### INSTRUCTIONS
1. For the Sloss passage, decide whether each statement agrees with the text, answering yes or no and quoting the deciding words: (a) Sloss had extensive formal education. (b) The furnace company opened in 1882 under the name "City Furnaces." (c) Sloss formed the Pratt Coal and Coke Company by himself.
2. Please extract the words of the Sloss passage starting at "American businessman (1820–1890)" and ending at "Birmingham and Decatur.".

American businessman (1820–1890)

James Withers Sloss (April 7, 1820 – May 4, 1890) was a planter, industrialist, and the founder of the Sloss Furnaces, and a leading figure in the early development of Birmingham, Alabama.

==Early life==
Sloss was born Limestone County in northern Alabama. His parents were Scotch-Irish. Though he had little formal education, he bought a store in Athens, Alabama. By successfully handling his store and his plantation, he quickly became one of the richest men in the state. After serving as a colonel in the Confederate Army during the Civil War, he became president of the railroad line between Nashville, Tennessee and Decatur, Alabama. He became a leading figure in encouraging Alabama's industrial development after the Civil War, and in 1871 he persuaded the Louisville and Nashville Railroad to finish a line of railroad track between Birmingham and Decatur.

==Work in Birmingham==
Sloss knew that all of the ingredients needed to make pig iron were present in Birmingham. Along with Henry F. DeBardeleben and James Aldrich, Sloss formed the Pratt Coal and Coke Company. It later became the largest mining operation in the area, the remnants of which today include the Sloss Mines. Through the work of the company, Sloss became the first person to show that pig iron could be made in Birmingham purely from Alabama's iron ore, coke, and limestone. Again working in conjunction with DeBardeleben, Sloss founded a furnace company in 1880 and started construction in 1881. It opened in 1882 under the name of the "City Furnaces," though it is today known as Sloss Furnaces. Sloss retired in 1886.

### DATASET EXTRACT
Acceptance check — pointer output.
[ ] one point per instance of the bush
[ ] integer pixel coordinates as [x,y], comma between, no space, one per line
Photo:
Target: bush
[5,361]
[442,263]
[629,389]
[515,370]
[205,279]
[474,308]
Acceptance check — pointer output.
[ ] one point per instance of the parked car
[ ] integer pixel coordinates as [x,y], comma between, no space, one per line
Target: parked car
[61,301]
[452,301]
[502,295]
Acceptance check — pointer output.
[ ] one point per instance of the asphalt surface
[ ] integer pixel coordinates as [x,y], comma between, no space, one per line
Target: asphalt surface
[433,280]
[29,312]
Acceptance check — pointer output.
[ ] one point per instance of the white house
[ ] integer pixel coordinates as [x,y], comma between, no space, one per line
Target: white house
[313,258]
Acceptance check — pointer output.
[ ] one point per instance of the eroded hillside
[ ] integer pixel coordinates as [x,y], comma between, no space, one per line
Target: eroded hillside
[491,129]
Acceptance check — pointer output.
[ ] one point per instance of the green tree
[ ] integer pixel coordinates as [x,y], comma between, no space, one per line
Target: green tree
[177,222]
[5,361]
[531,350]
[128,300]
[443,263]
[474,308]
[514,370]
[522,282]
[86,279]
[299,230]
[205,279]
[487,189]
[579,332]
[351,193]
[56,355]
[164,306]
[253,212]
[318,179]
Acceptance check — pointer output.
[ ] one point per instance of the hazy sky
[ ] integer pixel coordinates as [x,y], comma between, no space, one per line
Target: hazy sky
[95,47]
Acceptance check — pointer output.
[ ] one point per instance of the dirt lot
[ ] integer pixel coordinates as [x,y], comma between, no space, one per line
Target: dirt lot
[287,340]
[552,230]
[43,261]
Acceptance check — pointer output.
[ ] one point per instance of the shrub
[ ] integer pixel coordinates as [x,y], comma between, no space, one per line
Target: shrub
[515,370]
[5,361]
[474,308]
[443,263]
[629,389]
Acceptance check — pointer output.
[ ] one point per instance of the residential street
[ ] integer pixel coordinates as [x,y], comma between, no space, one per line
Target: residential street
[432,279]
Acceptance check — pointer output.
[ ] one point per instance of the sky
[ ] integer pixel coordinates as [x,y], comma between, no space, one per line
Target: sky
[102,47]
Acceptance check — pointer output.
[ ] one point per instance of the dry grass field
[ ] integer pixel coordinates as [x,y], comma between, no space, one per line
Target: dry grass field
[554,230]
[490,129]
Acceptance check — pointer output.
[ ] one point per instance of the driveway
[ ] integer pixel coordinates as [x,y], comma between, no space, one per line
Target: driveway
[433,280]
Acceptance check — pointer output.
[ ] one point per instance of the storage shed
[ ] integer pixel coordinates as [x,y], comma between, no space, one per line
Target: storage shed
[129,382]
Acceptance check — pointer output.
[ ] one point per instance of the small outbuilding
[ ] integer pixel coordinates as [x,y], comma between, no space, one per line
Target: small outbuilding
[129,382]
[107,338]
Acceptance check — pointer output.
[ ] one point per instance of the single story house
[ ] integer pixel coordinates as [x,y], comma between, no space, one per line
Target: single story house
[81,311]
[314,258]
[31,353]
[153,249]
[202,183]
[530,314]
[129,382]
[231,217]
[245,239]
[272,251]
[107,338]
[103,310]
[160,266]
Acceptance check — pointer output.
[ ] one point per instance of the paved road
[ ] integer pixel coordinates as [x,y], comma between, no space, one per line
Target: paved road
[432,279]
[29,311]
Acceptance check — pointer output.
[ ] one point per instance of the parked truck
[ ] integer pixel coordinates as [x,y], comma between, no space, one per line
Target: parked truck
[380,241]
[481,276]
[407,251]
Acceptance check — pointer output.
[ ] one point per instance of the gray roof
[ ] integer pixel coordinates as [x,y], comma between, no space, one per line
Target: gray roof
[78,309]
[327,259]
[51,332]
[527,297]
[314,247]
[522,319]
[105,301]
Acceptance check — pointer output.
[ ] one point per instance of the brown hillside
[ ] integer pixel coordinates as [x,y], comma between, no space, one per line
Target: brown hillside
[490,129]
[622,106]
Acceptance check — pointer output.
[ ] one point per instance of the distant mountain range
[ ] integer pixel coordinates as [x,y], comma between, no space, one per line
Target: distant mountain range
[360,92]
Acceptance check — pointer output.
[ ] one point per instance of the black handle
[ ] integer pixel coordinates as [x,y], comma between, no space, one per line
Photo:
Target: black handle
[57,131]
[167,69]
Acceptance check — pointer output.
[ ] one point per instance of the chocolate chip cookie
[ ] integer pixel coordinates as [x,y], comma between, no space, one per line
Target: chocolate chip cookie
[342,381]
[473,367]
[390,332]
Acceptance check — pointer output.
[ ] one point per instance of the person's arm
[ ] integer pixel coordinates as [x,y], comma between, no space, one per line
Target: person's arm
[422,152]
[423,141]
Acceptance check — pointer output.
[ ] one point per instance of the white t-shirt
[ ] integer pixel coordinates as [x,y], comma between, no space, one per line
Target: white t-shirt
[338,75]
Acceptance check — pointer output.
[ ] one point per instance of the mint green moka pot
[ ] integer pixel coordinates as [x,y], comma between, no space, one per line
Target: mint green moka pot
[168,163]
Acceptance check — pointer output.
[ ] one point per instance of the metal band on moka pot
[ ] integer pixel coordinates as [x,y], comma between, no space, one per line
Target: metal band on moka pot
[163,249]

### TASK SOLUTIONS
1.
(a) No: "Though he had little formal education"
(b) Yes: "It opened in 1882 under the name of the "City Furnaces,""
(c) No: "Along with Henry F. DeBardeleben and James Aldrich, Sloss formed the Pratt Coal and Coke Company."

2.
American businessman (1820–1890)

James Withers Sloss (April 7, 1820 – May 4, 1890) was a planter, industrialist, and the founder of the Sloss Furnaces, and a leading figure in the early development of Birmingham, Alabama.

==Early life==
Sloss was born Limestone County in northern Alabama. His parents were Scotch-Irish. Though he had little formal education, he bought a store in Athens, Alabama. By successfully handling his store and his plantation, he quickly became one of the richest men in the state. After serving as a colonel in the Confederate Army during the Civil War, he became president of the railroad line between Nashville, Tennessee and Decatur, Alabama. He became a leading figure in encouraging Alabama's industrial development after the Civil War, and in 1871 he persuaded the Louisville and Nashville Railroad to finish a line of railroad track between Birmingham and Decatur.